Records to use
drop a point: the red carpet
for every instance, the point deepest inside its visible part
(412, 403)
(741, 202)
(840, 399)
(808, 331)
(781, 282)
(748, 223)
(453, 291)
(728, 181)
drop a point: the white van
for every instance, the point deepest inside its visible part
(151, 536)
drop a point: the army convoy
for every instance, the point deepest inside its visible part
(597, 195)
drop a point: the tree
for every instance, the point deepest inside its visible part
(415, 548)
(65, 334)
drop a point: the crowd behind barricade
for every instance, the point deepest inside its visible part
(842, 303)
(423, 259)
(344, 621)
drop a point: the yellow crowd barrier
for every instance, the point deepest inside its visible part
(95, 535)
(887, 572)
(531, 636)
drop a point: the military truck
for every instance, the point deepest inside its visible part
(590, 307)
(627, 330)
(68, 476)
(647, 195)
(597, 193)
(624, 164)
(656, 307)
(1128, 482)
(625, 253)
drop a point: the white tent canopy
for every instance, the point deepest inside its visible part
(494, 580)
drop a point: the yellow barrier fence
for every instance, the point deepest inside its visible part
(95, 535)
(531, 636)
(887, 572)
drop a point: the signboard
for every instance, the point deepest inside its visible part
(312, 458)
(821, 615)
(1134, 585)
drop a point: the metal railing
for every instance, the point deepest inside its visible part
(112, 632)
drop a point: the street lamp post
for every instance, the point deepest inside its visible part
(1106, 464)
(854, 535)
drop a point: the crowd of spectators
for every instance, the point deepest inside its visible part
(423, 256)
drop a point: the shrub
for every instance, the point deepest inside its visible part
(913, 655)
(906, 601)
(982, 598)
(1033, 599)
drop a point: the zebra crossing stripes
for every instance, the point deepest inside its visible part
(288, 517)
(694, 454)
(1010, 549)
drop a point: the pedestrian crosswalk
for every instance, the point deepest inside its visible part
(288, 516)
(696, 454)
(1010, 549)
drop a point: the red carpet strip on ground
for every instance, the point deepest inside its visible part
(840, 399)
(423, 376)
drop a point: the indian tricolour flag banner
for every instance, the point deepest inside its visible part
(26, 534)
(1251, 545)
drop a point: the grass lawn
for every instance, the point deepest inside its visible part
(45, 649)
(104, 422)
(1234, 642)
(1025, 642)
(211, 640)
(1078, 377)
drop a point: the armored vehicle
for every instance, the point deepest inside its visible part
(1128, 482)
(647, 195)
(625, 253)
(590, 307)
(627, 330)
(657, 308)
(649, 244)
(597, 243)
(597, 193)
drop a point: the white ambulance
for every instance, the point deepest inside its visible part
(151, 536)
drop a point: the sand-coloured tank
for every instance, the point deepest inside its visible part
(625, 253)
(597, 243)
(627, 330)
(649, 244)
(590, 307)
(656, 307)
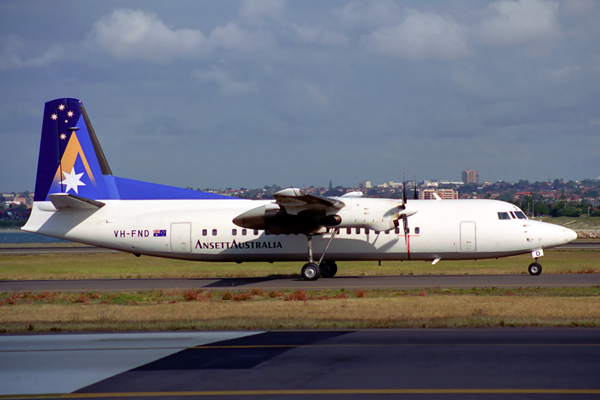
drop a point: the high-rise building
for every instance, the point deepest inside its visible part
(445, 194)
(470, 176)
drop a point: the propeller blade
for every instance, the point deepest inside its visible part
(416, 195)
(404, 192)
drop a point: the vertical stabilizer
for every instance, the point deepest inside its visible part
(71, 160)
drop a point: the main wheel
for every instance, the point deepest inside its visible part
(535, 269)
(311, 272)
(328, 269)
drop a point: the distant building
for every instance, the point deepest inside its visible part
(470, 176)
(445, 194)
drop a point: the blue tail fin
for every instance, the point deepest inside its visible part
(72, 161)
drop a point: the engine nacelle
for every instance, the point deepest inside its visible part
(271, 217)
(375, 214)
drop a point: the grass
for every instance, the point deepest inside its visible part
(121, 265)
(583, 222)
(330, 309)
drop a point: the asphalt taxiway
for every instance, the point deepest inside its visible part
(85, 249)
(296, 283)
(423, 363)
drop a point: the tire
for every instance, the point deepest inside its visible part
(535, 269)
(311, 272)
(328, 269)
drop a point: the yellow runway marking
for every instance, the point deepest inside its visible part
(297, 392)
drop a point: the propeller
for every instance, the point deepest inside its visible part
(403, 207)
(405, 210)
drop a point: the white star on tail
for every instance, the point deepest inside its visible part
(72, 180)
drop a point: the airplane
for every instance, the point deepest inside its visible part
(78, 198)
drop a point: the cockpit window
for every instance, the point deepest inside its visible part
(520, 215)
(502, 215)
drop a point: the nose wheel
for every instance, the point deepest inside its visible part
(312, 270)
(535, 268)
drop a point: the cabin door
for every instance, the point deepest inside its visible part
(181, 237)
(467, 237)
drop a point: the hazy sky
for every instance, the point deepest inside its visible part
(235, 94)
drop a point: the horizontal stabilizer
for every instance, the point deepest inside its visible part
(65, 200)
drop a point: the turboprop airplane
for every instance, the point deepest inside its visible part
(78, 198)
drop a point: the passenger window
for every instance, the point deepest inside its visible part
(503, 216)
(520, 215)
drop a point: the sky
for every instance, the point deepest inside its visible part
(235, 93)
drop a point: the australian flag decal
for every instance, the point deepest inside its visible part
(160, 232)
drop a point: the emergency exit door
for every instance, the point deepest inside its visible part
(468, 237)
(181, 237)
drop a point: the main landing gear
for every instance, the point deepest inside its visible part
(535, 268)
(311, 271)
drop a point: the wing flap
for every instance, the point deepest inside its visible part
(64, 201)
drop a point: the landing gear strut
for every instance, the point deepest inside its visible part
(311, 271)
(535, 268)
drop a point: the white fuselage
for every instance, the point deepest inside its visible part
(203, 230)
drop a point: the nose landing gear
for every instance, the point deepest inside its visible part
(535, 268)
(312, 270)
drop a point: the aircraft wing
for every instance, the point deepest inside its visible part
(294, 201)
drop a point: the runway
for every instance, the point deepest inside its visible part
(84, 249)
(436, 363)
(296, 283)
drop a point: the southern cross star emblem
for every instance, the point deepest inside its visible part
(72, 180)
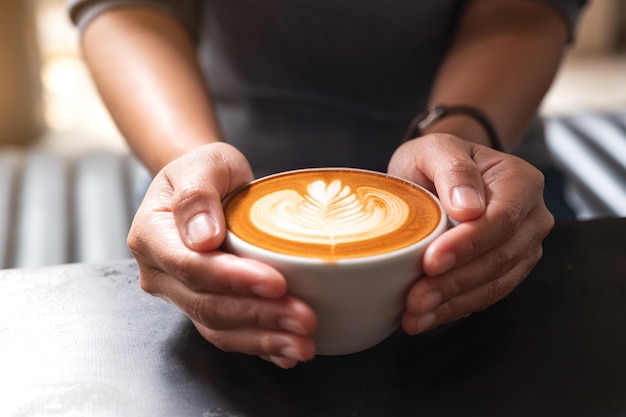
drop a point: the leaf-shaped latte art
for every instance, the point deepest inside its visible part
(329, 213)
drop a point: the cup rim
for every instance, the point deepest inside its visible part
(425, 241)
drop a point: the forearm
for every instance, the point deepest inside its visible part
(144, 65)
(502, 61)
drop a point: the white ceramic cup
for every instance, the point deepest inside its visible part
(358, 300)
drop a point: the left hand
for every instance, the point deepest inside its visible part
(498, 200)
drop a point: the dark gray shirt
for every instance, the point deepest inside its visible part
(300, 83)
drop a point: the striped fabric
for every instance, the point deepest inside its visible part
(591, 149)
(57, 209)
(62, 210)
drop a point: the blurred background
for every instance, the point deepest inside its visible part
(592, 77)
(63, 164)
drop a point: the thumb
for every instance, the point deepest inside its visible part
(199, 183)
(447, 162)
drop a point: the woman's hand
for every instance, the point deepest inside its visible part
(498, 198)
(237, 304)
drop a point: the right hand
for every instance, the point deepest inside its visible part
(237, 304)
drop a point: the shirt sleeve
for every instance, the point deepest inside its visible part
(82, 12)
(570, 10)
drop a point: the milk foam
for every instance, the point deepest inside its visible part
(329, 213)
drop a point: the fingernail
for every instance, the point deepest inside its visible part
(465, 197)
(200, 228)
(290, 353)
(426, 322)
(430, 301)
(265, 291)
(284, 363)
(292, 326)
(444, 263)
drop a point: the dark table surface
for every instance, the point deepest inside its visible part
(84, 340)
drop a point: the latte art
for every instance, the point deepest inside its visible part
(329, 213)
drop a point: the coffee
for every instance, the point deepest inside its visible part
(331, 213)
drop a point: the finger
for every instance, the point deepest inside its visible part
(447, 162)
(430, 291)
(515, 201)
(283, 349)
(199, 182)
(222, 312)
(467, 303)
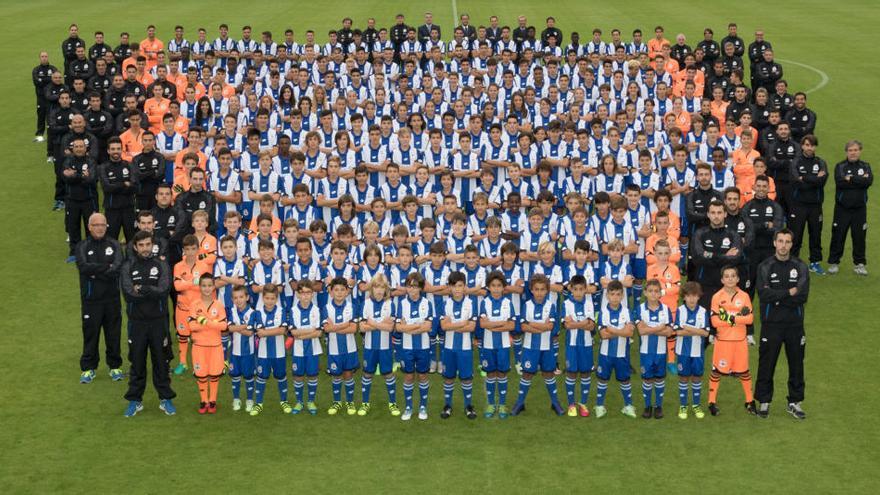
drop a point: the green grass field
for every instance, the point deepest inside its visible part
(59, 436)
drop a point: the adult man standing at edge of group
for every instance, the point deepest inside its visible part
(98, 259)
(146, 281)
(783, 286)
(852, 177)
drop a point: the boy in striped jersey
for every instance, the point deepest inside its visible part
(538, 322)
(271, 327)
(498, 320)
(458, 320)
(377, 323)
(615, 329)
(691, 327)
(654, 322)
(241, 360)
(342, 355)
(305, 327)
(579, 323)
(414, 315)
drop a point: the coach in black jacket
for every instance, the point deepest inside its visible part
(783, 286)
(98, 259)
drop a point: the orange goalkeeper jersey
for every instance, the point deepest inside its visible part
(733, 305)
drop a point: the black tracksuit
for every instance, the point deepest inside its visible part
(119, 197)
(807, 196)
(98, 262)
(145, 284)
(42, 77)
(81, 196)
(850, 209)
(782, 323)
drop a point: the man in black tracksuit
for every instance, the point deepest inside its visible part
(780, 155)
(80, 174)
(98, 259)
(145, 283)
(852, 177)
(42, 77)
(809, 173)
(697, 208)
(783, 287)
(119, 183)
(767, 217)
(714, 246)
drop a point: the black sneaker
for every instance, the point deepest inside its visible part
(794, 408)
(446, 412)
(470, 412)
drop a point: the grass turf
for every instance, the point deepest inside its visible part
(59, 436)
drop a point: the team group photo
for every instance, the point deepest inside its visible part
(507, 226)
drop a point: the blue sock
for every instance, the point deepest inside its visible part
(282, 389)
(249, 387)
(297, 390)
(659, 389)
(626, 391)
(502, 390)
(491, 382)
(423, 394)
(448, 388)
(313, 389)
(236, 386)
(524, 385)
(391, 386)
(467, 390)
(646, 392)
(366, 384)
(336, 384)
(349, 390)
(261, 387)
(601, 388)
(551, 390)
(407, 394)
(570, 384)
(517, 350)
(585, 389)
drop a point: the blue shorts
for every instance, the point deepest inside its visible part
(640, 268)
(416, 360)
(242, 366)
(457, 363)
(652, 365)
(305, 365)
(690, 366)
(578, 359)
(342, 362)
(495, 360)
(278, 366)
(534, 361)
(619, 365)
(376, 357)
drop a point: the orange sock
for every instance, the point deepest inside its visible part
(746, 380)
(203, 389)
(183, 348)
(714, 380)
(212, 389)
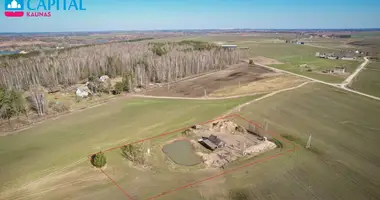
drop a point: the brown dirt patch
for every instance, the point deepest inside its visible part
(265, 61)
(235, 75)
(264, 85)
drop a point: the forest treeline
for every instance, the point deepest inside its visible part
(145, 63)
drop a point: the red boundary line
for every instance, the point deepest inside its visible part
(208, 178)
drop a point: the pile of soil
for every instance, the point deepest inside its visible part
(226, 126)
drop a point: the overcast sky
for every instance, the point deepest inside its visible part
(201, 14)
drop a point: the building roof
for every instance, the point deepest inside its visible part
(208, 144)
(229, 45)
(214, 139)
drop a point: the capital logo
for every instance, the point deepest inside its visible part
(14, 8)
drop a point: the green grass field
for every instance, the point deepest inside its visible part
(53, 144)
(343, 162)
(293, 55)
(368, 80)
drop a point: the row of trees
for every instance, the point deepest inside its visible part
(146, 62)
(11, 104)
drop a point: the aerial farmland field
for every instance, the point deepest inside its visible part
(368, 81)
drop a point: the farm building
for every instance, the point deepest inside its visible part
(340, 70)
(337, 55)
(212, 142)
(229, 46)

The task
Return every line from the one holding "drop a point: the forest treeline" through the end of the data, exactly as it appears, with both ends kept and nothing else.

Result for this exercise
drop a point: the forest treeline
for every instance, the point deepest inside its visible part
(145, 63)
drop a point: the red boundary line
for every instance, the point deepest inside its visible part
(208, 178)
drop a point: the pile of soil
for every instance, the point deepest inside its visible part
(226, 126)
drop a point: the overcast sky
for every instance, the point deepest inside its visible part
(201, 14)
drop a point: the building roof
for every instance, the point deepest inside its visible part
(208, 144)
(229, 45)
(214, 139)
drop a point: the capital logo
for every instance, the point deepest inside its visible part
(14, 8)
drop a point: the green grass field
for every instance, the point deepest inside its visible part
(53, 144)
(343, 162)
(293, 55)
(368, 80)
drop a point: the row of trees
for every instance, the point deepest inside its visible part
(146, 62)
(11, 104)
drop a point: the aerial farmland field
for every instance, the point deepest inside its visible part
(368, 81)
drop a point: the farm building
for every instance, the point deepest inside its visible part
(340, 70)
(337, 55)
(212, 142)
(229, 46)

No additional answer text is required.